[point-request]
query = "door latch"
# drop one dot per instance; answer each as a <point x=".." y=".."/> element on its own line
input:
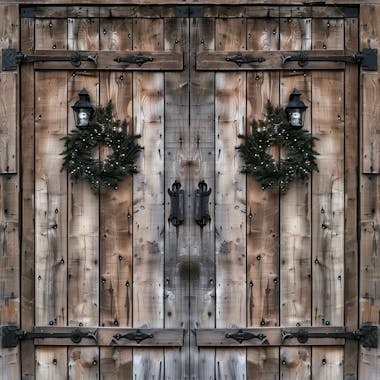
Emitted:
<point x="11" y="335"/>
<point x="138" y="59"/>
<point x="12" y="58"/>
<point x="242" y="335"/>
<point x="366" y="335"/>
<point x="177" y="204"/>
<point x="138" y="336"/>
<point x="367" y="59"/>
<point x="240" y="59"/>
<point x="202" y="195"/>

• [Exercise description] Could the data above be repeated exactly, with every picture dropped?

• [Solved problem]
[point-request]
query = "door latch"
# drop one dot per instance; answer each as a <point x=".." y=".."/> element on its own line
input:
Emitted:
<point x="11" y="335"/>
<point x="138" y="59"/>
<point x="12" y="58"/>
<point x="242" y="335"/>
<point x="366" y="335"/>
<point x="177" y="204"/>
<point x="138" y="336"/>
<point x="367" y="59"/>
<point x="240" y="59"/>
<point x="202" y="195"/>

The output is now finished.